SHORT TASK: Write the next part of the essay on civilization, war, and Russia's invasion of Ukraine, starting after its final sentence.

TEXT SHOWN:
-- start --

Civilizations, barbarity, conquest, legitimacy and crimes of war

Missile strikes on Ukrainian cities are targeting civilians. Such punishing retaliation for the loss of Moscow’s vital bridge to Crimea further betrays Putin’s brutal tactics. In times of escalating war crimes, centuries old questions about peace and freedom are ever more urgent. What would be a rational horizon for collective hope over time?

Russia’s invasion of Ukraine in February of this year or, to put it more accurately, Putin’s invasion of Ukraine – since it was his choice and his alone to launch it – has cast a glaring new light on a very old but ever more urgent question: Are there any terms on which the human population of the world could still hope to live with one another in peace and personal freedom into future generations? Could we still create a modus vivendi of real duration?

We now know, as we didn’t yet in 1940, that any future generational horizon is going to be in ever starker jeopardy because of the colossal and ever less controllable harm we’re inflicting as a species on our global habitat. We know, as we could have known in much of Europe for at least the last three centuries, that the world was then, as it mercilessly remains, a vast distance from realizing those terms, and that it couldn’t in principle realize them at all rapidly. We only have a tiny repertoire of forms through which to try to act collectively on any scale: international agencies, civilizations maybe, states, peoples, or, if you prefer, nations – each of doubtful efficacy and eminently questionable legitimacy. Which of these forms could still take how much of the strain of creating and sustaining the framework for sharing the Earth? And how and why could war still feature as anything but the grounds for despair within that ever more desperate struggle?

Civilized behaviour

Civilization is the grandest, largest, most enduring unit that humans have yet created for trying to live together for the better over time. It’s not a bounded territorial unit or an integrated unit of coercive control and putative authority that any state must aspire to be, nor is it an immense and opaque tissue of instrumental exchange, like the global market. Every civilization is an edifice of value, and a focus of pride for those who see and feel themselves as belonging to it. It necessarily values itself, but it always has more discretion over how far to value any other civilization and risks its own diminution by doing so.

-- end --

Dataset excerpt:

-- start --

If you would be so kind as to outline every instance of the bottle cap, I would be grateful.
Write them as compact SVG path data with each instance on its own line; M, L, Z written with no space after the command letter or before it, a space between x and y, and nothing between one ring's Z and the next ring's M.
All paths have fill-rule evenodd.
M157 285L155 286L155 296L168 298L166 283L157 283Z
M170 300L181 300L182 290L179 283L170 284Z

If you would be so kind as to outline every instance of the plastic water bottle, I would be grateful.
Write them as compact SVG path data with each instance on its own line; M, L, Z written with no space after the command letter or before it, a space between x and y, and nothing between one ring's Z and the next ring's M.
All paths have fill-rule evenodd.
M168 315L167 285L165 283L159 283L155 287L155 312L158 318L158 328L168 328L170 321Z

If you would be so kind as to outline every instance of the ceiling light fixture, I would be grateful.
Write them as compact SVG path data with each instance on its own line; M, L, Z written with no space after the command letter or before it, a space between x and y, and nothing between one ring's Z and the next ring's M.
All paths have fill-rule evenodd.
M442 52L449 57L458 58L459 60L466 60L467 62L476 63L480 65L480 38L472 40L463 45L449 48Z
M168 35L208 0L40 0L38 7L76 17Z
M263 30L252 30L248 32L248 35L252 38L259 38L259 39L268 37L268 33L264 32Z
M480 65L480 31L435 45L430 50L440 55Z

-- end --

RESPONSE BELOW:
Defining barbarity

Barbarity, by definition, is the enemy of any civilization, a vacuum of value, and a menace to any hope that humans on any scale can live together for the better. Barbarity isn’t other people’s. It’s what human beings must not do.

It works permanently within every civilization, blunting the aspirations of all who belong to it whenever it breaks out into the open, cancelling most of the value of the civilization itself. Plainly, it’s not an ethnographic category, in the way I’m thinking of it: a full and accurate description of any grouping of human beings as a particular point in time. Rather, it’s a fiercely assertive normative category with a very volatile hold on any of us over time, especially in times of war.

The essence of barbarity is the destruction of human value, at its worst on a colossal scale. The peak episodes of barbarity in the last century were Germany’s Third Reich, the Japanese Imperial assault on China, Southeast Asia, and, in the end, with wild improvements, the USA. That time, barbarity was defeated in the end by means all too barbarous in themselves.

Barbarity never simply disappears from the world. It’s been prominent enough in recent decades: in Afghanistan, in Iraq, in Syria and Libya, in Yemen, in Central Africa and in Ethiopia. Today, appallingly, it’s come back on a huge scale in Europe, the continent that prided itself so much on having put war firmly behind it. In so doing, it’s brought two great military powers into increasingly direct confrontation, each fully equipped to destroy the world by choice.

A civil basis

Kyiv metro station as shelter. Image by Kyiv City State Administration via Wikimedia Commons

Why begin to think of this huge crisis through, of all categories, that of civilization? I begin with it now because there’s nothing else beyond it for us still to appeal to. Those of us who come from Europe see ourselves naturally from the horizon of our own continent. And the value register through which we think and feel is a historical product of the history of that continent over a very long time. Three or so centuries ago, almost everyone who held articulated beliefs about the values for human beings in West Europe believed they lived in a world designed and made by an omnipotent and beneficent creator. When all else failed, as of course it frequently did, they could and often did appeal to heaven itself. In the words of John Milton: ‘Avenge, O Lord, thy slaughtered saints, whose bones lie scattered on the Alpine valleys cold.’

Now, even most of those who still believe there to be a heaven would seldom think to look to it for practical aid, especially in conditions of great collective peril. In a global crisis as acute as this one, the bearers of any civilization have no choice but to reach out as bravely and lucidly as they can to other civilizations still active in the world and appeal to their values. That appeal may fail, as it has plainly failed already in the case of Russia.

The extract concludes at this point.